**Exercise requirements**
Please identify each line in the items below that contains the word "black" and copy those lines. Case counts.

Extracted items
•••
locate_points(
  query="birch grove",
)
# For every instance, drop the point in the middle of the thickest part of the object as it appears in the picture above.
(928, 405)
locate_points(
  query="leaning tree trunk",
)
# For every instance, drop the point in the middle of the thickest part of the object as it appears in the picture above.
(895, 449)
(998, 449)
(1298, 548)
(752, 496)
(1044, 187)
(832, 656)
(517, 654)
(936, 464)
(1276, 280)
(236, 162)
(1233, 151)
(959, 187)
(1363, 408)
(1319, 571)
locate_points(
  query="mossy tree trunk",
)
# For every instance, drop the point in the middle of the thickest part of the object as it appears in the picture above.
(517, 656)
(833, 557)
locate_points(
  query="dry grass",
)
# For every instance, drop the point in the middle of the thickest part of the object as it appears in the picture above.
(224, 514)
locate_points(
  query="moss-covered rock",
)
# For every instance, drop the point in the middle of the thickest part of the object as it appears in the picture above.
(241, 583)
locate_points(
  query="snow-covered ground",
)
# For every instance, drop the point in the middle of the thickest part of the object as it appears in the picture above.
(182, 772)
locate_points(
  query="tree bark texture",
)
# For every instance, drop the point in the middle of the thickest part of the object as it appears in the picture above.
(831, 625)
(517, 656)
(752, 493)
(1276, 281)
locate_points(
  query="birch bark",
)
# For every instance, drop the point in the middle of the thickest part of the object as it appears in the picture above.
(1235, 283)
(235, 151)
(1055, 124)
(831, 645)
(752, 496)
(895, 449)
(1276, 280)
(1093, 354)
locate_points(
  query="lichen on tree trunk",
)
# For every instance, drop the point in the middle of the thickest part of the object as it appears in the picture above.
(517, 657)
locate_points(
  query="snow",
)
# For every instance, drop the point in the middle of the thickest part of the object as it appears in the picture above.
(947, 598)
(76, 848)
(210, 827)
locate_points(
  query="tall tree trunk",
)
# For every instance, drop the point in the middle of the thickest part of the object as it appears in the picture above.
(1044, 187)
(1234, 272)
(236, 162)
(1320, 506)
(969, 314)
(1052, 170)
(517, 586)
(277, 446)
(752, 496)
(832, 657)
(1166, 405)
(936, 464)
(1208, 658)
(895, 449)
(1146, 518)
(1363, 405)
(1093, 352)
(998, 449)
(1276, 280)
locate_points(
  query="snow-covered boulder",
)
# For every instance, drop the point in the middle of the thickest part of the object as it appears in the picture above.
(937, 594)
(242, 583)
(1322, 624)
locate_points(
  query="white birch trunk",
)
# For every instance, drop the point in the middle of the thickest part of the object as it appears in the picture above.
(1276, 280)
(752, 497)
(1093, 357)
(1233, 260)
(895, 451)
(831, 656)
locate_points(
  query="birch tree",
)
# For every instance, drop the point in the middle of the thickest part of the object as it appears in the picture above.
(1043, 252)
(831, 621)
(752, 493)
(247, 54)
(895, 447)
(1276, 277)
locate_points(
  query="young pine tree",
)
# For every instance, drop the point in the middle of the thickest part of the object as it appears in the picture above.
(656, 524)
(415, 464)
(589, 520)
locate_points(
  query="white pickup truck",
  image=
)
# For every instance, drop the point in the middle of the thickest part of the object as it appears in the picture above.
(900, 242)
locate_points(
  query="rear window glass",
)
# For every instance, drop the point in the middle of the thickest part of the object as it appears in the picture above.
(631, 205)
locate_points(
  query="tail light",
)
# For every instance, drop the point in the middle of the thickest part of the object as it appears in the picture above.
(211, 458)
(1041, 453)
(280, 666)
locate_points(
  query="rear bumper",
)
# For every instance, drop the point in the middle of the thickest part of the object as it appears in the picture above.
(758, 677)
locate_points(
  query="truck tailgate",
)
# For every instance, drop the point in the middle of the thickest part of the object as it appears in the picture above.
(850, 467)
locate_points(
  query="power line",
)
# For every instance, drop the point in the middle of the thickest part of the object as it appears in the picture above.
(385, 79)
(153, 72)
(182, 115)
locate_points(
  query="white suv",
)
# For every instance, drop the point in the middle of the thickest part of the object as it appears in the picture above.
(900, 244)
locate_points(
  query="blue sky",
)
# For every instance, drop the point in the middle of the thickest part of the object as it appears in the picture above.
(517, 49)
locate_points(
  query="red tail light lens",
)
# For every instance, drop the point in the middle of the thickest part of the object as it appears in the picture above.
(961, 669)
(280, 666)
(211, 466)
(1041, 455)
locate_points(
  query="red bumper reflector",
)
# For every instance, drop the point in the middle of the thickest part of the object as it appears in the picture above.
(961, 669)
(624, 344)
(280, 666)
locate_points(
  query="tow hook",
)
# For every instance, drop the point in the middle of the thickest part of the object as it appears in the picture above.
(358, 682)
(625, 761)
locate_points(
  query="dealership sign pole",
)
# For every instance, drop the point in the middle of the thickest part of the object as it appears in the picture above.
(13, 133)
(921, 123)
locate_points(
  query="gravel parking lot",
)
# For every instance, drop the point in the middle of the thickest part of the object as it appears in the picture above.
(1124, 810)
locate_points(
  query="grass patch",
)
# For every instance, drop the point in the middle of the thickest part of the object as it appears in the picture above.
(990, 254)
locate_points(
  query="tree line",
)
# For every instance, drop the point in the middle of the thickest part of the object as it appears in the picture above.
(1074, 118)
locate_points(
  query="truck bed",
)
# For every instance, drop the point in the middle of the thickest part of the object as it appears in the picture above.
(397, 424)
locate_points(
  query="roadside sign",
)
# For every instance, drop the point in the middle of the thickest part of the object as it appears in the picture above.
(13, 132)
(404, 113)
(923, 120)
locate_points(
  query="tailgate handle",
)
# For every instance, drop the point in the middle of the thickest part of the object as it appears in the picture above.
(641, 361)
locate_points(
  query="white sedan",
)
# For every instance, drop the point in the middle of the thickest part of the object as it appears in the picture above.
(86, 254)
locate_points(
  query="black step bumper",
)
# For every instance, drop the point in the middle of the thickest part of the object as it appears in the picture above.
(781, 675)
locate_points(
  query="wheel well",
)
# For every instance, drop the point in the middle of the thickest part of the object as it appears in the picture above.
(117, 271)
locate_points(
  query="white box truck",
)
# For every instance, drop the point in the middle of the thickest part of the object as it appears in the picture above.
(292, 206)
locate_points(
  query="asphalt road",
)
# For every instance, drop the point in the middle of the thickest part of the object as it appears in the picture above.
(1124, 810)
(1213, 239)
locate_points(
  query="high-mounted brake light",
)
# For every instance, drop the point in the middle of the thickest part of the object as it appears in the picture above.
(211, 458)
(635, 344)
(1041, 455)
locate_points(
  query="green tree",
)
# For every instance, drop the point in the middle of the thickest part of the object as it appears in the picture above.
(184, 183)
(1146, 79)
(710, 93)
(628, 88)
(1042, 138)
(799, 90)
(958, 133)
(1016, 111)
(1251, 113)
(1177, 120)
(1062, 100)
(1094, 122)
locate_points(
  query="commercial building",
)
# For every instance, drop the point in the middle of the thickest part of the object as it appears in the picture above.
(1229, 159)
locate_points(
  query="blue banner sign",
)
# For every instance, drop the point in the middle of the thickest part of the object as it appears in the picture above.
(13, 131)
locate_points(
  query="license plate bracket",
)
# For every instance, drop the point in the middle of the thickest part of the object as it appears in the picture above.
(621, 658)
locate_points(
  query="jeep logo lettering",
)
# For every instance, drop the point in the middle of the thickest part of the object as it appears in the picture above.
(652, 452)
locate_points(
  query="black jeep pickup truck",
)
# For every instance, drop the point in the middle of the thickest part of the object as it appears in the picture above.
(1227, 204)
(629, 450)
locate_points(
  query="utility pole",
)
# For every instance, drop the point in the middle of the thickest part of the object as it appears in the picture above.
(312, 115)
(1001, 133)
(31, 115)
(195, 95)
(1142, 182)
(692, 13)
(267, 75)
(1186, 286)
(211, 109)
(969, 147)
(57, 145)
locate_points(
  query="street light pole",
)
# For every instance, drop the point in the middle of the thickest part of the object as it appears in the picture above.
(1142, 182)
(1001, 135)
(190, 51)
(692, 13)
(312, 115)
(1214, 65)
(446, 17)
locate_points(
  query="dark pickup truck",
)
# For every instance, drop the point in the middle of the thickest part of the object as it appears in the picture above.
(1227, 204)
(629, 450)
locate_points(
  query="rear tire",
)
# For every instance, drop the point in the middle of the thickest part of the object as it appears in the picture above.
•••
**Result for this exercise**
  query="black step bumper",
  query="black jeep pickup truck",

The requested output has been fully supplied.